Up Date Seleksi Pemilihan PRESI (Presenter Edukasi) Anti-Doping

Terobosan IADO untuk mencetak edukator anti-doping yang lebih profesional. Sumber: IADO.

Jakarta, 18 April 2024

Sebagaimana sudah teragendakan dalam jadwal pelaksanaan seleksi pemilihan PRESI (Presenter Edukasi) Anti-Doping, yang diadakan oleh IADO untuk pertama kalinya dalam sejarah keberadaan LADI (Lembaga Anti-Doping Indonesia yang lahir  tahun 2006 yang kemudian berganti nama menjadi IADO pada bulan Februari 2022), maka proses seleksi baru saja menyelesaikan tahap wawancara terhadap 40 calon secara virtual yang berlangsung secara bertahap dan terpisah pada tanggal 1 s/d. 4 April 2024. Para pewawancara adalah Tim Penyusun PRESI yang terdiri dari sejumlah Guru Besar bidang Keolahragaan, tenaga medis, tenaga pengajar perguruan tinggi lainnya di luar Guru Besar, pakar keolahragaan, Pimpinan IADO dan lain sebagainya. Sedangkan para calon yang diwawancarai ini merupakan hasil seleksi administrasi dari total 278 pendaftar yang menyampaikan permohonan pendaftarannya melalui aplikasi yang sudah disediakan oleh Tim Penyusunan PRESI hingga batas akhir pendaftaran tanggal 11 Maret 2024. Seluruh calon tersebut kemudian diseleksi administrasi berdasarkan seluruh persyaratan dokumen yang telah dikirimkan.

§ Tugas 1:
Jawab pertanyaan berikut berdasarkan teks tentang seleksi PRESI Anti-Doping:
(a) Pada tahun berapa LADI lahir?
(b) Berapa jumlah total pendaftar yang mengajukan pendaftaran?
(c) Pada tanggal berapa saja wawancara terhadap para calon berlangsung?
§ Tugas 2: Lanjutkan teks tentang seleksi PRESI Anti-Doping mulai setelah kalimat terakhirnya.

§ Data Latihan:
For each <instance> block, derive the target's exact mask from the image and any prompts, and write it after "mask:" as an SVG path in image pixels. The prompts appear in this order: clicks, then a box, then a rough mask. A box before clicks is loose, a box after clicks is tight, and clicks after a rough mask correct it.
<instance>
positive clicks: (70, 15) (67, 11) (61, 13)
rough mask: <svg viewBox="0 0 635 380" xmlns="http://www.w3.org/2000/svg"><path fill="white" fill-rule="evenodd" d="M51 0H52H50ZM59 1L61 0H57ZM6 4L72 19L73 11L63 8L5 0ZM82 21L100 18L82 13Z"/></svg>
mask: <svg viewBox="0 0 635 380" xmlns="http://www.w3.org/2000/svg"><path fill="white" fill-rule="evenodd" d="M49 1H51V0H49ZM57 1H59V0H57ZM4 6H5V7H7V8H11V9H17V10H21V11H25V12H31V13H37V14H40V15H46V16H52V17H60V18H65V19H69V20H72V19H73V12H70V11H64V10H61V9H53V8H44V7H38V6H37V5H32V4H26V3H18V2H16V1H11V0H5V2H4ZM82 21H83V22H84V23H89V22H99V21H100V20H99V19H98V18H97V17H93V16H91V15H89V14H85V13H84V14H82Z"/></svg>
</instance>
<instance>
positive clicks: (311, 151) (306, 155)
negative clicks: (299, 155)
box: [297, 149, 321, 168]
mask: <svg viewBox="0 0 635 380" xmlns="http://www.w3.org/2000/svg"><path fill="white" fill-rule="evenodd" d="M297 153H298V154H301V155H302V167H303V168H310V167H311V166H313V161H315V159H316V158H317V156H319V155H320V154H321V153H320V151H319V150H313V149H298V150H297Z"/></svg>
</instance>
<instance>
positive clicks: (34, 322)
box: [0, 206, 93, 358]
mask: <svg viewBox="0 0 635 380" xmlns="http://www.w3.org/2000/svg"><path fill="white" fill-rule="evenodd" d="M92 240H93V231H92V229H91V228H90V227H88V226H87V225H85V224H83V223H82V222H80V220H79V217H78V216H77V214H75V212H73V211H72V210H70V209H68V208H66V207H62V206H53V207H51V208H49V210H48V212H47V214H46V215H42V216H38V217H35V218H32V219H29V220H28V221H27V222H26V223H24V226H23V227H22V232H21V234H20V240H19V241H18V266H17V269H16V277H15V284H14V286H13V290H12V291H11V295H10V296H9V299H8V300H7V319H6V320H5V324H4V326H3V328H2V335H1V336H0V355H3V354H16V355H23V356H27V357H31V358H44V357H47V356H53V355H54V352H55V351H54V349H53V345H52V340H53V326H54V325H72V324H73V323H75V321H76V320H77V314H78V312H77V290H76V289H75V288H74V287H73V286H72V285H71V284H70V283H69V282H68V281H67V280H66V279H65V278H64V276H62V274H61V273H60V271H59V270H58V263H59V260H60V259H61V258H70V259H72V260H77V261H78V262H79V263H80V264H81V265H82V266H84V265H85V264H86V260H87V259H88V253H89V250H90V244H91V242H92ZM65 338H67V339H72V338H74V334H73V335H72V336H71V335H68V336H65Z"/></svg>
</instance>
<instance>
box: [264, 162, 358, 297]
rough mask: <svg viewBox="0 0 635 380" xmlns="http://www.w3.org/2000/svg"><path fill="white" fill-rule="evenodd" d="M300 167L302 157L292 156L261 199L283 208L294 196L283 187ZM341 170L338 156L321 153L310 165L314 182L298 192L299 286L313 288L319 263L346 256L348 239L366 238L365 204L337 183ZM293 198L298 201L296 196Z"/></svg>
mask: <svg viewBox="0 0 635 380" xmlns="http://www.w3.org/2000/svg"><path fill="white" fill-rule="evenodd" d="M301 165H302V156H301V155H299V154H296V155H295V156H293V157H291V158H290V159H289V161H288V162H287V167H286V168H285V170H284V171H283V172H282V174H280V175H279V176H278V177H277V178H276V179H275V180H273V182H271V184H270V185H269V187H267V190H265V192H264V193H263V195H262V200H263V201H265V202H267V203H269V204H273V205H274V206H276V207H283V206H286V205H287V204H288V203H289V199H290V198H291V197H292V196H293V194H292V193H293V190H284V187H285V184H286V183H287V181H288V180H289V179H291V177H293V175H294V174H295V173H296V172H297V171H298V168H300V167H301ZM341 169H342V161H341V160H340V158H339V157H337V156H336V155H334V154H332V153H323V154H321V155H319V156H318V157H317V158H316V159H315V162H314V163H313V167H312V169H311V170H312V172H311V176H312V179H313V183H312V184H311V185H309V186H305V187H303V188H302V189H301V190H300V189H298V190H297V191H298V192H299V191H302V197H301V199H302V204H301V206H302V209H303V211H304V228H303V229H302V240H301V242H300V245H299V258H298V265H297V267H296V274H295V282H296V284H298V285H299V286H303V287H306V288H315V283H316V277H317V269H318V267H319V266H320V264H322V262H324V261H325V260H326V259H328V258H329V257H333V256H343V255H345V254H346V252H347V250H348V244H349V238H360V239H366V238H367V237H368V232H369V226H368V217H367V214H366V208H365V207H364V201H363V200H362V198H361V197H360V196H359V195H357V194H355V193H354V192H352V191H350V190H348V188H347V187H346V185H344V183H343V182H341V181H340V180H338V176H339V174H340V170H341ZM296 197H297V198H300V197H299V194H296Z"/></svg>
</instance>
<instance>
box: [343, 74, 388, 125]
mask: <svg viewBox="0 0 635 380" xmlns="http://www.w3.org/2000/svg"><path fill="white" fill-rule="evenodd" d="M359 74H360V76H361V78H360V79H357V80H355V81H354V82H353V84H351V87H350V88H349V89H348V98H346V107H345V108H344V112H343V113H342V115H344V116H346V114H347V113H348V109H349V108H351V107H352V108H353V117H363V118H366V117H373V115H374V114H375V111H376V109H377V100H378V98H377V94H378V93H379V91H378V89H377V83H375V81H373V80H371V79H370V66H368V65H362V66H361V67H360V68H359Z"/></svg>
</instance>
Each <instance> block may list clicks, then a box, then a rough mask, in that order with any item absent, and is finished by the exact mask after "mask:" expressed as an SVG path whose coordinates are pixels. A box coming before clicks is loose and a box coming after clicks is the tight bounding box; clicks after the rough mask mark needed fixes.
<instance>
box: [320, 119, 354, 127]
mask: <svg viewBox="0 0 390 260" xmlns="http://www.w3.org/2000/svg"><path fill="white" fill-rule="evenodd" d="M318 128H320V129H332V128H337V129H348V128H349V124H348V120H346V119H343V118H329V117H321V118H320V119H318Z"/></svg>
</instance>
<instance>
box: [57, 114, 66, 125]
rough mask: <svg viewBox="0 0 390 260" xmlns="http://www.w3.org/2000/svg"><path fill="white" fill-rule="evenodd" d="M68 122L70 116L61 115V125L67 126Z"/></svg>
---
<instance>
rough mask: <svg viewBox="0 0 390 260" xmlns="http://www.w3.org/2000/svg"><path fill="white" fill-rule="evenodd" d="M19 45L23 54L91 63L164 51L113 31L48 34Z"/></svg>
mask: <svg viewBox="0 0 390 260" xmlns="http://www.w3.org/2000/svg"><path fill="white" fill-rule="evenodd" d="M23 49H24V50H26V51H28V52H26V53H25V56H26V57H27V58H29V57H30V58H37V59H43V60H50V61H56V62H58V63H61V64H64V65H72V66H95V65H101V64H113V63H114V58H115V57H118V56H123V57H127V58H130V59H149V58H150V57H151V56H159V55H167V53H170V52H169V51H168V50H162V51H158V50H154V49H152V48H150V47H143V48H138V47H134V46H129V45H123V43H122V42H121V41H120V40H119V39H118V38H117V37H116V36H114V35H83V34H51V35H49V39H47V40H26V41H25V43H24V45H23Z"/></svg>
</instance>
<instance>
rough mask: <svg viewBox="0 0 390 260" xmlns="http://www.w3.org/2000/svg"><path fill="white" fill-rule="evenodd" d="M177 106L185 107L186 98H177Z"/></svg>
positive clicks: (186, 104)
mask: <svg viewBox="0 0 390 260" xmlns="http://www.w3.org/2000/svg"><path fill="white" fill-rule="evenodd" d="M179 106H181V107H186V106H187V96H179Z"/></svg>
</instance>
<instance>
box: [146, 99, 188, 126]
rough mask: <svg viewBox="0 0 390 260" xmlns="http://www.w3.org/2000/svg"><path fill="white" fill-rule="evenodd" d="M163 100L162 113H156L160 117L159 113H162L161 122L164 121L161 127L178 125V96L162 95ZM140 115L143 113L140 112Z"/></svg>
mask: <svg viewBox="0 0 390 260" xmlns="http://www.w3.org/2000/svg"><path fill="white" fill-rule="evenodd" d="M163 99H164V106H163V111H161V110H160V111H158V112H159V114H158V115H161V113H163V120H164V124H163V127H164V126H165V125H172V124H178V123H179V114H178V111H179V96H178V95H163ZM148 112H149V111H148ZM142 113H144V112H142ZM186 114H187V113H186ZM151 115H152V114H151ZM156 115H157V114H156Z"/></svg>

§ Hasil Latihan 1:
(a) Tahun 2006.
(b) 278 pendaftar.
(c) Tanggal 1 s/d. 4 April 2024.

§ Hasil Latihan 2:
 
Menelusuri dari data para pendaftar PRESI tersebut, sangat beragam asal, latar belakang dan profesinya. Sebagian besar berasal dari Jawa Barat, kemudian disusul dari DKI Jakarta, dari Jawa Tengah, dari keseluruhan Sumatera, dari Jawa Timur, dan dari berbagai daerah lainnya termasuk dari Kalimantan, Banten, Bali, NTB, NTT, Sulawesi dan Maluku. Mereka itu ada yang berprofesi sebagai dosen di perguruan tinggi, pelatih cabang olahraga, dokter / tim medis hingga atlet aktif dan mantan atlet. Seandainya terpilih, mereka itu tidak perlu melepaskan profesi keseharian pekerjaan yang telah ditekuninya selama ini dan dapat tetap bertempat tinggal di wilayah asal masing-masing. Hal ini penting untuk diketahui, karena kegiatan PRESI sifatnya hanya insidentil dan tidak dilakukan setiap hari atau tidak juga setiap minggu, dan keberadaan mereka di antaranya adalah untuk mendukung  tenaga edukator yang dimiliki IADO yang faktanya masih sangat minim selama ini. Sebagai perbandingan, IADO saat ini sudah memiliki 49 DCO (Doping Control Officer) dan 10 BCO (Blood Control Officer), yang bertugas untuk mengambil sampel urin maupun darah baik saat ICT (In Competition Testing) maupun OOCT (Out of Competition Testing). Mereka ini dalam kesehariannya, masih berprofesi sebagai dokter, dosen, ASN Pemda, pegawai kantor swasta dan lain sebagainya. Hanya saja, untuk rekruitmen PRESI ini, baik DCO maupun BCO tidak diizinkan untuk mendaftar, karena terkait dengan code of conduct dalam penugasan.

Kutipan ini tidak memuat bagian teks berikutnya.